Violla menilai pembentuk UU memiliki itikad buruk untuk membajak dan menjadikan MK sebagai kaki tangan penguasa di cabang kekuasaan kehakiman.
"Disahkannya UU Mahkamah Konstitusi memberikan implikasi deteriorasi moralitas berkonstitusi yang serius. Terlebih, revisi UU ini membahayakan bagi kemerdekaan MK ke depan, berpotensi menurunkan kredibilitas MK di mata publik, dan mereduksi fungsi checks and balances MK terhadap kekuasaan legislatif dan eksekutif," ujarnya.
Atas dasar itu, sejumlah lembaga masyarakat sipil yang tergabung dalam Koalisi Save Mahkamah Konstitusi akan mengajukan gugatan revisi Undang-Undang (UU) Mahkamah Konstitusi (MK) ke MK.
4. Rancangan Undang-Undang tentang Cipta Kerja (Omnibus Law)
RUU Omnibus Law Cipta Kerja ini merupakan yang paling fenomenal sepanjang 2020 lantaran mendapat penolakan keras mayoritas kalangan, terutama dari para buruh dan pekerja.
Di tengah pandemi yang sedang melanda Indonesia, DPR RI mengesahkan UU Cipta Kerja pada 5 Oktober 2020.
Kemudian Presiden Joko Widodo menandatanginya pada Senin (2/11/2020).
Kini, undang-undang tersebut tercatat sebagai UU Nomor 11 Tahun 2020.
UU Cipta Kerja terdiri atas 15 bab dan 186 pasal.
Di dalamnya mengatur mengenai ketenagakerjaan hingga lingkungan hidup.

▶ **Tugas yang Diminta**
1. Berdasarkan teks sumber, jelaskan dalam satu sampai tiga kalimat mengapa RUU Omnibus Law Cipta Kerja disebut paling fenomenal sepanjang 2020.
2. Ulangi tanpa perubahan bagian teks sumber yang dimulai dengan "4. Rancangan Undang-Undang" dan berlanjut hingga "pada Senin (2/11/2020).".
Kerjakan hanya dengan berpegang pada teks sumber.

▶ **Bahan yang Disediakan**
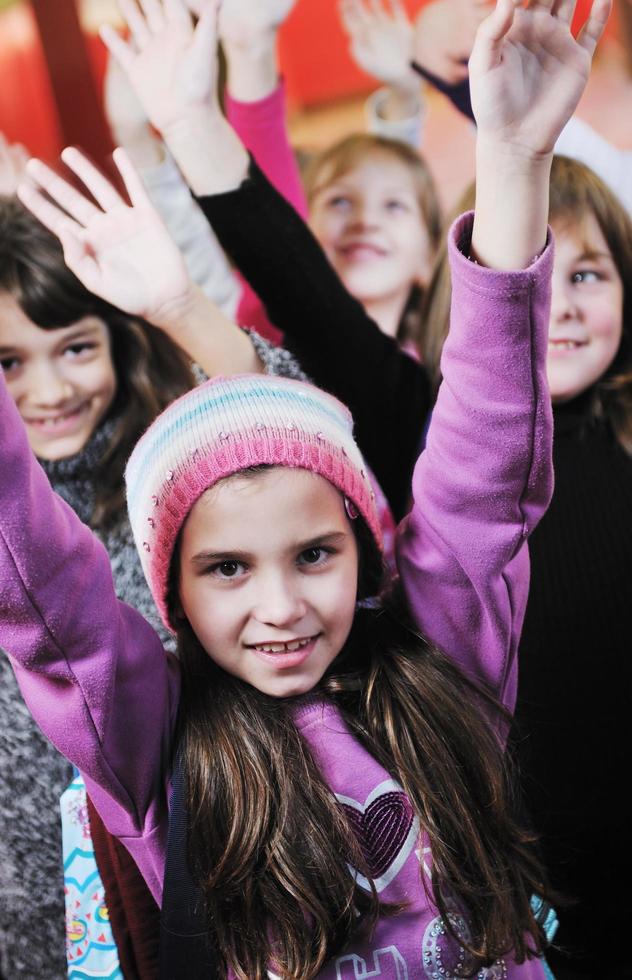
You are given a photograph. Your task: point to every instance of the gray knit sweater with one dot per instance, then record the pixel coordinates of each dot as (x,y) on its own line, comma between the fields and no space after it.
(32,774)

▶ **Jawaban Tugas**
1. RUU Omnibus Law Cipta Kerja disebut paling fenomenal sepanjang 2020 karena mendapat penolakan keras dari mayoritas kalangan. Penolakan itu terutama datang dari para buruh dan pekerja.

2.
4. Rancangan Undang-Undang tentang Cipta Kerja (Omnibus Law)
RUU Omnibus Law Cipta Kerja ini merupakan yang paling fenomenal sepanjang 2020 lantaran mendapat penolakan keras mayoritas kalangan, terutama dari para buruh dan pekerja.
Di tengah pandemi yang sedang melanda Indonesia, DPR RI mengesahkan UU Cipta Kerja pada 5 Oktober 2020.
Kemudian Presiden Joko Widodo menandatanginya pada Senin (2/11/2020).